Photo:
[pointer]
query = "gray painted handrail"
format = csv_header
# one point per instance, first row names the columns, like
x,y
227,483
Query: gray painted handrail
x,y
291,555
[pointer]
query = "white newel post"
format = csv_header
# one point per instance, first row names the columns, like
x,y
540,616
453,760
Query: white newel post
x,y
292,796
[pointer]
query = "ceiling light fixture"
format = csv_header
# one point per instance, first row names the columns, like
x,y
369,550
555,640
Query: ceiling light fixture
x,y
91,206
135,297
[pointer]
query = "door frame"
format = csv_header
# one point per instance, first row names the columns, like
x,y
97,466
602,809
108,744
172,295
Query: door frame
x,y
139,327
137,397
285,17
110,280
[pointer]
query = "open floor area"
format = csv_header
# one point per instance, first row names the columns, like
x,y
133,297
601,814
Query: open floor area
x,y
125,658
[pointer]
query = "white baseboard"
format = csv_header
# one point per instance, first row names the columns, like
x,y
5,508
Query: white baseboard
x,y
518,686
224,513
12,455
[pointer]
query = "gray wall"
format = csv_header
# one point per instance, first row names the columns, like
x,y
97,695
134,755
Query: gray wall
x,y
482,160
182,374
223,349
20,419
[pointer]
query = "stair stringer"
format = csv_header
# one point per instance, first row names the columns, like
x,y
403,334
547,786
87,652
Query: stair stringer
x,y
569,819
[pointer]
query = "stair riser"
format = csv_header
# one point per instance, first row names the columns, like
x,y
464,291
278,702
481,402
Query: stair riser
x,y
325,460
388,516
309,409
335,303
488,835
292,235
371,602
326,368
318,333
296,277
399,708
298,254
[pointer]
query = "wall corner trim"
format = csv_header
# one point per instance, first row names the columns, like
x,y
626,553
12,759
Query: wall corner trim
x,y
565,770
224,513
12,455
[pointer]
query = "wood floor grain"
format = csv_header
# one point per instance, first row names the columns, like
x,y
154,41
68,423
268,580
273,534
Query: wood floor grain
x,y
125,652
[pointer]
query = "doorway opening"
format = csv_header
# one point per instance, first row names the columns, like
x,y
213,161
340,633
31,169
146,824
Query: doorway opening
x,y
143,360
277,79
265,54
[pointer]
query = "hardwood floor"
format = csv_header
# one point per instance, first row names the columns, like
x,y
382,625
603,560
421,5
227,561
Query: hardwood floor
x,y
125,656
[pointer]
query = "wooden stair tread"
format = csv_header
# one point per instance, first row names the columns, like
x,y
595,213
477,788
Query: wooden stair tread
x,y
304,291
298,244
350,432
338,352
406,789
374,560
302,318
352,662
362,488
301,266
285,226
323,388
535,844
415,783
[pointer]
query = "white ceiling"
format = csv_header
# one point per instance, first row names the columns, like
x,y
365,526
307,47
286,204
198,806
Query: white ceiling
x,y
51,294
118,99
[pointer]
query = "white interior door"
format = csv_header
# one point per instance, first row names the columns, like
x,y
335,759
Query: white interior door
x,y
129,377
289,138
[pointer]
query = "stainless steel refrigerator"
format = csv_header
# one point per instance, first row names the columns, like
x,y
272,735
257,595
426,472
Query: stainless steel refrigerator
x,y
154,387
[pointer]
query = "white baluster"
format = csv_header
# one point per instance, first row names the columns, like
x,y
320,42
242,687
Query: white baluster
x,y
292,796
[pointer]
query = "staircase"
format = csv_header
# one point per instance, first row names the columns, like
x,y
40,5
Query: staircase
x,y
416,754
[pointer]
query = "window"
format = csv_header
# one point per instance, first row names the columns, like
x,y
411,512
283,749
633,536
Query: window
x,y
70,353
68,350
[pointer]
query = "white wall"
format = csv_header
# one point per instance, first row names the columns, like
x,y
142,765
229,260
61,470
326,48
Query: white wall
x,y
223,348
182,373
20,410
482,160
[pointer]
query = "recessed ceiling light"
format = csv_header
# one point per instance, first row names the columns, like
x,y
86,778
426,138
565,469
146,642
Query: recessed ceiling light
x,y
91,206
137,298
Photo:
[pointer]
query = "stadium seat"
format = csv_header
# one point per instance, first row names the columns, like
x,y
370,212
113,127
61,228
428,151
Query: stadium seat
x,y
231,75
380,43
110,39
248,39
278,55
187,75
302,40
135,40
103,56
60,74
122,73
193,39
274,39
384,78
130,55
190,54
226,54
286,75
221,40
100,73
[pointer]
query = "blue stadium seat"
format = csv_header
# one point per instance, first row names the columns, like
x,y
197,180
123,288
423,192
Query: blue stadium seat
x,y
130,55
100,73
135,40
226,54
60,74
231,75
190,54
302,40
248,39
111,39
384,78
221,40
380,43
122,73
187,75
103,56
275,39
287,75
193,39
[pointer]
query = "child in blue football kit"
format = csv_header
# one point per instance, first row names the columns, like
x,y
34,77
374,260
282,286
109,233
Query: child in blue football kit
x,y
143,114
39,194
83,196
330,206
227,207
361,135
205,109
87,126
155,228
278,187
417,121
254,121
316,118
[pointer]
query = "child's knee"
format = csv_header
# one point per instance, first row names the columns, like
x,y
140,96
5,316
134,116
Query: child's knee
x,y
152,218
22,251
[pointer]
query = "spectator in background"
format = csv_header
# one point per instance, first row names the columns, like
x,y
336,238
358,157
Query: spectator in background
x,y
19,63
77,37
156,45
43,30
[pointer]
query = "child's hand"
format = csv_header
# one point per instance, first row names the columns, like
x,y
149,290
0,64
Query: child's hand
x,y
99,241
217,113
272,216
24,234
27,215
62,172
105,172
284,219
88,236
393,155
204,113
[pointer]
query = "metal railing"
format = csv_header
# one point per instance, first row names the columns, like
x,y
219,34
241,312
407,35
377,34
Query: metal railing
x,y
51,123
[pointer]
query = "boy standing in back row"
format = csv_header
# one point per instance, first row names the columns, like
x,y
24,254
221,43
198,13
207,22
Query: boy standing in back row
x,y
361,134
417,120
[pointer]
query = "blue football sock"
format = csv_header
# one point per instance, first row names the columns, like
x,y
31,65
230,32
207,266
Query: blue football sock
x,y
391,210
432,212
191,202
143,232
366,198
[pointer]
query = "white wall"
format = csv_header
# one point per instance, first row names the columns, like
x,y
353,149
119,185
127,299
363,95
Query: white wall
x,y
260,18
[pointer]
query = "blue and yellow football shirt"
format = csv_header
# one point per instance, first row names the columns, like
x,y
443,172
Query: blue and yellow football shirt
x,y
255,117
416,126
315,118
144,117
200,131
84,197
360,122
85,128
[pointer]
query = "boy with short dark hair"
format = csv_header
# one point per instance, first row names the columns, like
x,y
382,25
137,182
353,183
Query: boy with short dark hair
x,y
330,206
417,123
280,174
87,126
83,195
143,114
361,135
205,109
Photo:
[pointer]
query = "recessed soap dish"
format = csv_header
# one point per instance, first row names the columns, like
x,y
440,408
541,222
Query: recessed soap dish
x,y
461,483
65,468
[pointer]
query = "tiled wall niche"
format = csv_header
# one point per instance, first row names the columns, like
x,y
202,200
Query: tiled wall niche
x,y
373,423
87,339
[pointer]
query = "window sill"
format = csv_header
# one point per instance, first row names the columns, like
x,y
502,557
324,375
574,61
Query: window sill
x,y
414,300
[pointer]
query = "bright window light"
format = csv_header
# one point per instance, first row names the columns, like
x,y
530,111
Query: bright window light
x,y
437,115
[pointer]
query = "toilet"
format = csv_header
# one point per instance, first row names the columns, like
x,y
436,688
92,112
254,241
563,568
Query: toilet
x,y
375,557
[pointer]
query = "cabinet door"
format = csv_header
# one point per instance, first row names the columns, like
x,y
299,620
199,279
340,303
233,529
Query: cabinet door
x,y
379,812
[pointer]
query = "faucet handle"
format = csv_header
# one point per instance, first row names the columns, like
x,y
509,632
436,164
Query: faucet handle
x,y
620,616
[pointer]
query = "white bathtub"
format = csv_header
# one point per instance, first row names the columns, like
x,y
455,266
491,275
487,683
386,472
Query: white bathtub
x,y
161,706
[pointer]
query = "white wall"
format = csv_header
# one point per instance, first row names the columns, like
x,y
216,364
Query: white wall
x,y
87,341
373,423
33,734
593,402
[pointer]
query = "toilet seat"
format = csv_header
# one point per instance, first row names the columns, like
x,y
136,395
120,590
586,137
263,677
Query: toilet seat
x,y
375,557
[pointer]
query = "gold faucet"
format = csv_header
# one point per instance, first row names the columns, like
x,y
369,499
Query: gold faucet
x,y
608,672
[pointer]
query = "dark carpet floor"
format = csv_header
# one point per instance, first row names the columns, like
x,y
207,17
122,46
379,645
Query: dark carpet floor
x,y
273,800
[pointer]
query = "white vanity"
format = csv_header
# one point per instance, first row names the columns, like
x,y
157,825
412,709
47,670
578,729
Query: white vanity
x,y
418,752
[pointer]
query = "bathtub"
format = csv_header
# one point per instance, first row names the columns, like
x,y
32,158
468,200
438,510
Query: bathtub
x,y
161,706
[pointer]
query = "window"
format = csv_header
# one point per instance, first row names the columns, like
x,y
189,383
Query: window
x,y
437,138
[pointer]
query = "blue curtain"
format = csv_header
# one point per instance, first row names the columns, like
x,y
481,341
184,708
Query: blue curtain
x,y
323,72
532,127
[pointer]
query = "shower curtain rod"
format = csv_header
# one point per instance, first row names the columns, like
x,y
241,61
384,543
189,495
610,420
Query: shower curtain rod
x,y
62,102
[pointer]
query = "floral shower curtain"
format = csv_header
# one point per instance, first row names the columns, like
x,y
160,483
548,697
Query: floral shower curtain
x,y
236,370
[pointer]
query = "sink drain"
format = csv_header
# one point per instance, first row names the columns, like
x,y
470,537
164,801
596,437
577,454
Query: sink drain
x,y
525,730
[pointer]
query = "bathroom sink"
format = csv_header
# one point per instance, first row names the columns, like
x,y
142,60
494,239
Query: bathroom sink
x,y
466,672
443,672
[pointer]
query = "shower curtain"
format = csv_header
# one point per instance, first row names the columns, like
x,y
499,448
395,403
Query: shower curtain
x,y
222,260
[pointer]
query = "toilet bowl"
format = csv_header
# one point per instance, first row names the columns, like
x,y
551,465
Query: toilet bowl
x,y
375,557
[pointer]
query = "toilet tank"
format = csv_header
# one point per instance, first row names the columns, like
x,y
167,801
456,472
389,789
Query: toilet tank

Aim of the task: How many lines above contain the string "niche"? Reply with the number alone.

Written solution: 2